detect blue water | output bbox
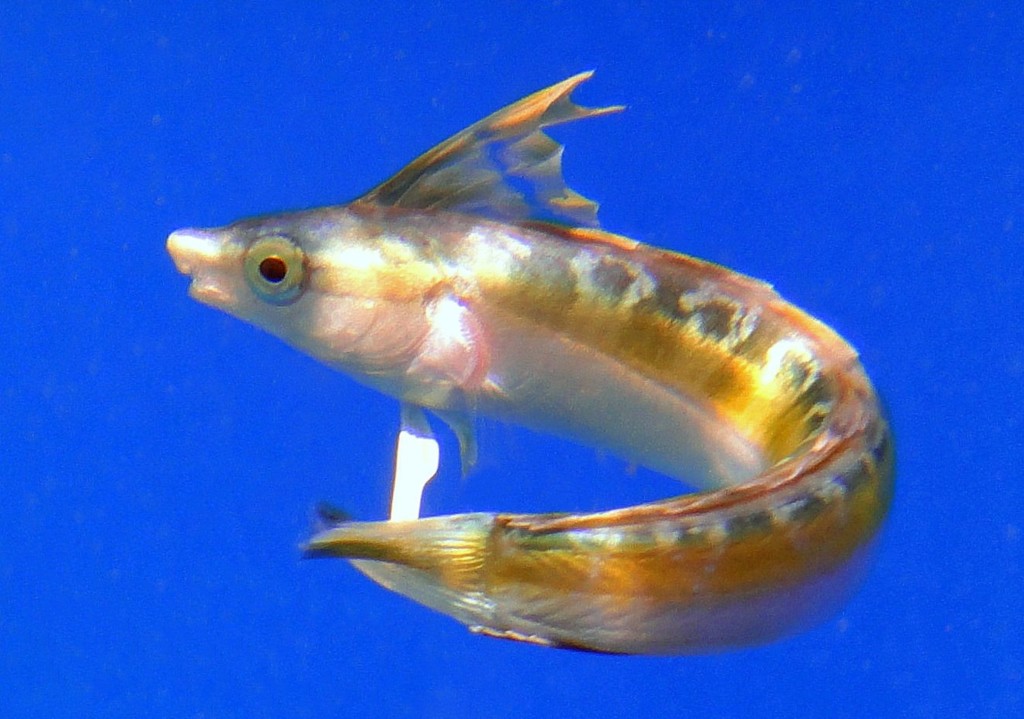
[3,3,1021,717]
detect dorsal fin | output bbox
[355,71,624,228]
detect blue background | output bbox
[2,2,1021,717]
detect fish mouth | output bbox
[166,228,237,307]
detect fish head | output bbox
[167,219,311,336]
[166,208,444,387]
[167,225,248,312]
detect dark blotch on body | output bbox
[694,299,739,342]
[592,256,637,301]
[782,494,827,523]
[648,271,700,322]
[725,510,774,538]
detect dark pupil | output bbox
[259,256,288,283]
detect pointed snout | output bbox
[166,228,224,276]
[166,227,242,308]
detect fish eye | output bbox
[244,235,305,305]
[258,256,288,283]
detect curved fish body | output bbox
[167,73,893,654]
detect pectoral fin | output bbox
[355,71,624,227]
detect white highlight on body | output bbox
[429,295,473,347]
[759,338,815,389]
[569,252,601,297]
[622,267,656,309]
[320,244,384,274]
[408,294,482,394]
[455,229,530,283]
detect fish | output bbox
[166,72,893,654]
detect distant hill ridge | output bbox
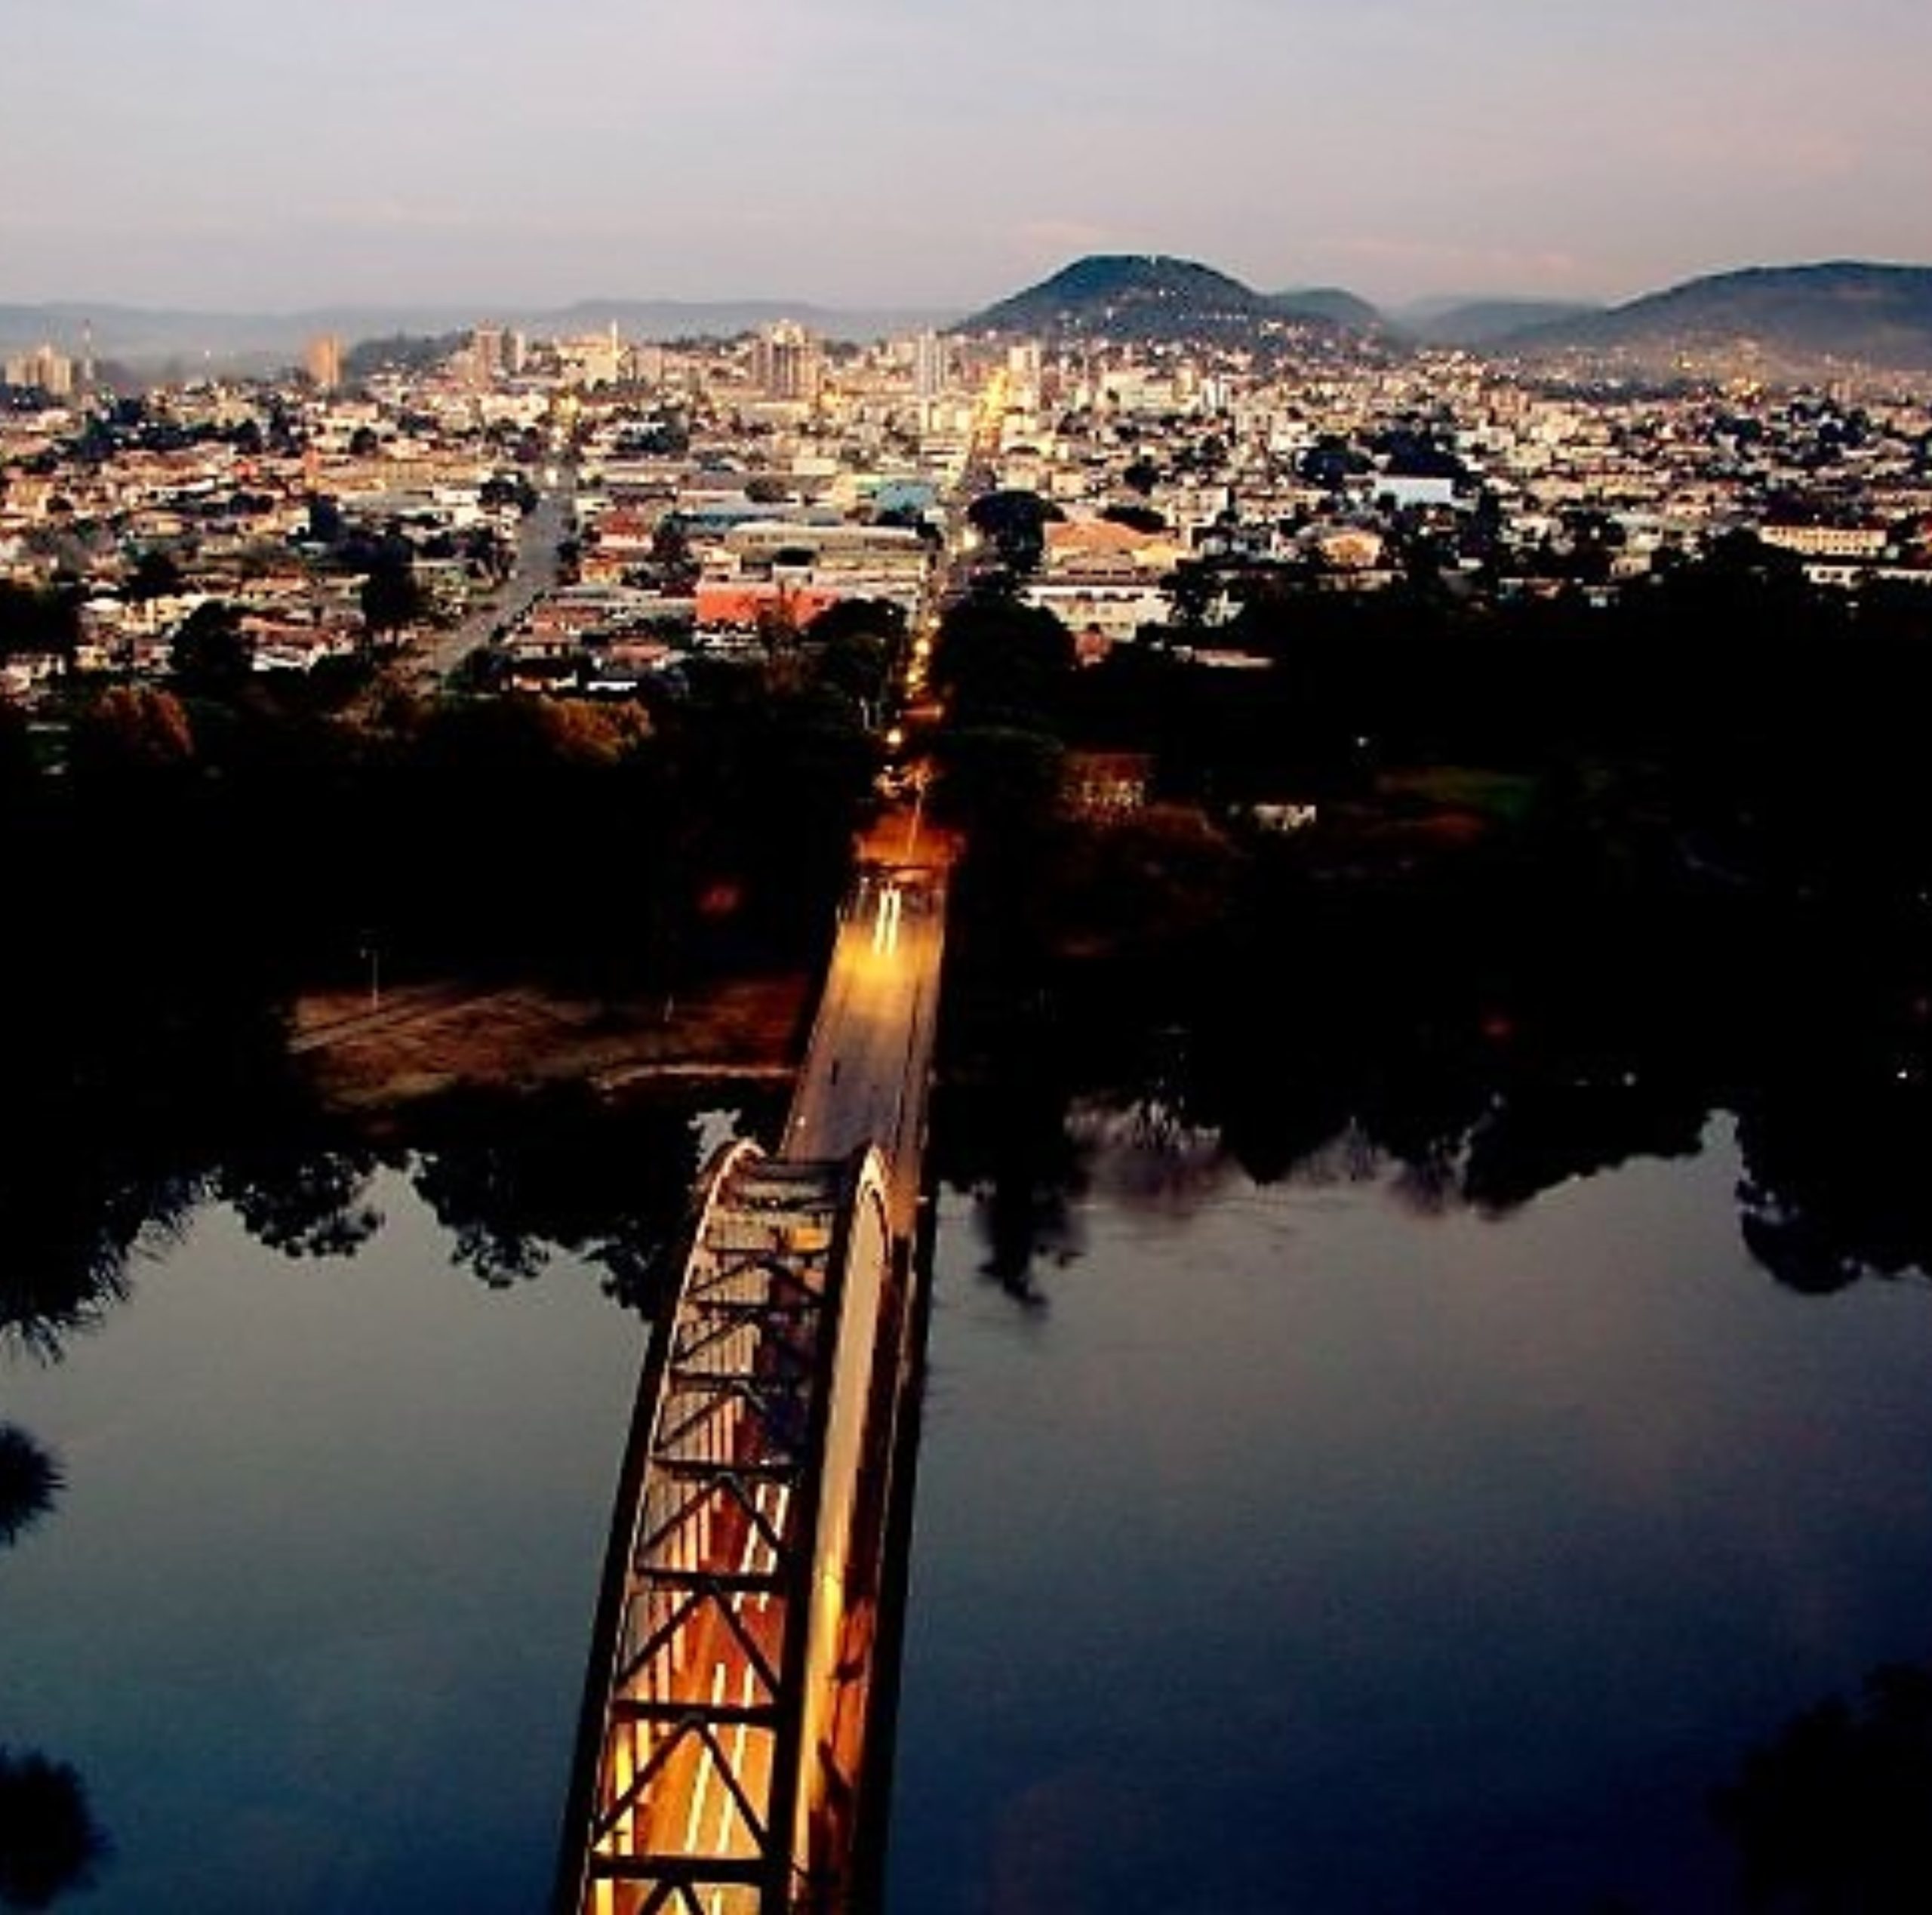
[1497,261,1932,369]
[7,257,1932,375]
[1397,297,1607,346]
[958,254,1932,369]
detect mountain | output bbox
[1494,262,1932,371]
[958,254,1266,341]
[1395,297,1604,346]
[956,254,1380,344]
[1267,285,1386,331]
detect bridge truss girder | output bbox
[558,1141,892,1915]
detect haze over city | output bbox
[8,0,1931,315]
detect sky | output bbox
[6,0,1931,317]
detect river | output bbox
[3,1105,1930,1910]
[0,1164,643,1913]
[884,1106,1932,1914]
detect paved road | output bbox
[417,466,577,684]
[782,823,950,1239]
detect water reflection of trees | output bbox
[405,1085,710,1307]
[0,1151,195,1362]
[1735,1075,1932,1297]
[0,1070,725,1361]
[934,1069,1086,1310]
[0,1747,109,1910]
[214,1144,384,1261]
[0,1427,62,1548]
[939,866,1932,1301]
[1713,1661,1932,1912]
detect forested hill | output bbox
[955,254,1377,343]
[1498,261,1932,371]
[954,254,1932,370]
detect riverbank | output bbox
[291,972,814,1118]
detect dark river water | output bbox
[4,1105,1930,1911]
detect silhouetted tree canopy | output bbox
[168,599,252,695]
[965,488,1064,572]
[0,1748,110,1910]
[66,684,195,779]
[1713,1662,1932,1913]
[0,1427,62,1548]
[931,591,1074,730]
[123,546,185,602]
[359,553,423,640]
[0,582,79,662]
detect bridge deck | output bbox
[565,1148,853,1914]
[558,846,948,1915]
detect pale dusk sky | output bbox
[5,0,1929,314]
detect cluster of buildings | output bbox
[972,343,1932,639]
[5,311,1931,706]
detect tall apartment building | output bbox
[4,343,77,398]
[306,334,343,391]
[471,325,508,382]
[751,321,822,402]
[912,328,948,402]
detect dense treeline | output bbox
[0,633,885,1316]
[1070,537,1932,897]
[5,647,878,1008]
[0,633,878,1360]
[926,544,1932,1300]
[8,543,1932,1336]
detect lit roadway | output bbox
[565,383,973,1913]
[782,814,951,1239]
[564,816,949,1914]
[637,814,948,1901]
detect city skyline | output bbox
[6,0,1930,315]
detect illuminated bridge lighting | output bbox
[556,1144,899,1915]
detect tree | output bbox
[805,597,906,713]
[0,582,80,665]
[125,547,185,602]
[67,685,195,777]
[168,601,253,696]
[360,556,423,645]
[932,590,1075,729]
[478,473,537,516]
[1713,1662,1932,1913]
[0,697,32,805]
[965,489,1065,574]
[461,525,512,583]
[648,516,698,593]
[0,1747,111,1908]
[1163,558,1219,630]
[0,1426,62,1547]
[931,722,1065,835]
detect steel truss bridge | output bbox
[555,852,945,1915]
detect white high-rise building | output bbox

###

- _Exercise_: Your answer must be an exact copy of the listing, with every picture omitted.

- _Task solution_:
detect blue water | output bbox
[3,3,1021,717]
detect dorsal fin | output bbox
[355,71,624,228]
detect blue background | output bbox
[2,2,1021,717]
detect fish mouth | output bbox
[166,228,237,307]
detect fish head | output bbox
[167,219,311,336]
[166,208,444,387]
[167,225,248,312]
detect dark blotch on body | output bbox
[694,299,739,342]
[592,256,637,301]
[782,494,827,523]
[648,271,700,322]
[725,510,774,538]
detect dark pupil | output bbox
[259,256,288,283]
detect pointed snout | output bbox
[166,228,224,276]
[166,227,242,308]
detect fish eye | output bbox
[244,235,305,305]
[258,256,288,283]
detect curved fish body | output bbox
[167,73,893,654]
detect pectoral fin | output bbox
[355,71,624,227]
detect white highlight on body | output bbox
[429,295,473,347]
[759,338,815,389]
[569,252,601,297]
[622,267,656,309]
[320,244,384,274]
[408,294,482,394]
[455,229,530,283]
detect fish | output bbox
[166,72,893,654]
detect distant hill ridge | output bbox
[1497,261,1932,369]
[7,257,1932,375]
[1397,297,1607,346]
[958,254,1932,369]
detect mountain | output bbox
[1494,262,1932,371]
[958,254,1266,341]
[1395,297,1604,346]
[956,254,1380,344]
[1267,285,1386,331]
detect bridge truss girder | output bbox
[558,1141,892,1915]
detect haze over city | output bbox
[8,0,1931,315]
detect sky | output bbox
[6,0,1931,317]
detect river | output bbox
[3,1105,1930,1910]
[0,1164,643,1913]
[884,1106,1932,1914]
detect paved road | output bbox
[417,466,577,684]
[782,823,950,1239]
detect water reflection of trees | output bbox
[405,1085,710,1307]
[0,1151,195,1362]
[1735,1075,1932,1297]
[0,1070,725,1361]
[934,1069,1086,1310]
[0,1747,109,1910]
[214,1144,384,1261]
[0,1427,62,1548]
[939,866,1932,1301]
[1713,1661,1932,1912]
detect forested hill | output bbox
[955,254,1377,343]
[1498,261,1932,371]
[954,254,1932,370]
detect riverbank | output bbox
[291,972,814,1118]
detect dark river water | output bbox
[4,1105,1930,1911]
detect silhouetted tree canopy | output bbox
[168,599,252,695]
[965,488,1064,572]
[0,1748,110,1910]
[66,684,195,779]
[1713,1662,1932,1913]
[0,1427,62,1548]
[931,591,1074,730]
[123,546,185,602]
[359,553,423,640]
[0,582,79,662]
detect bridge deck | output bbox
[565,1148,853,1914]
[558,846,948,1915]
detect pale dusk sky | output bbox
[5,0,1929,314]
detect cluster of buildings | output bbox
[972,343,1932,639]
[5,311,1931,706]
detect tall apartment building | output bbox
[4,343,77,398]
[306,334,343,391]
[471,325,508,382]
[751,321,822,402]
[912,328,948,402]
detect dense treeline | output bbox
[0,633,885,1316]
[1070,537,1932,897]
[5,647,878,1008]
[0,633,878,1360]
[926,544,1932,1300]
[8,543,1932,1336]
detect lit roadway | output bbox
[565,383,973,1913]
[782,814,951,1239]
[564,816,949,1914]
[637,814,948,1901]
detect city skyline | output bbox
[6,0,1930,315]
detect illuminated bridge lighting | output bbox
[556,1144,899,1915]
detect tree | output bbox
[805,597,906,713]
[0,582,80,665]
[125,547,185,602]
[67,685,195,777]
[168,601,253,696]
[360,556,423,645]
[932,590,1075,729]
[478,473,537,516]
[1713,1662,1932,1913]
[0,697,32,805]
[965,489,1065,574]
[461,525,512,583]
[648,516,698,593]
[0,1747,111,1908]
[1163,558,1219,630]
[0,1426,62,1547]
[931,722,1065,835]
detect steel truss bridge | output bbox
[555,852,945,1915]
detect white high-rise building | output bbox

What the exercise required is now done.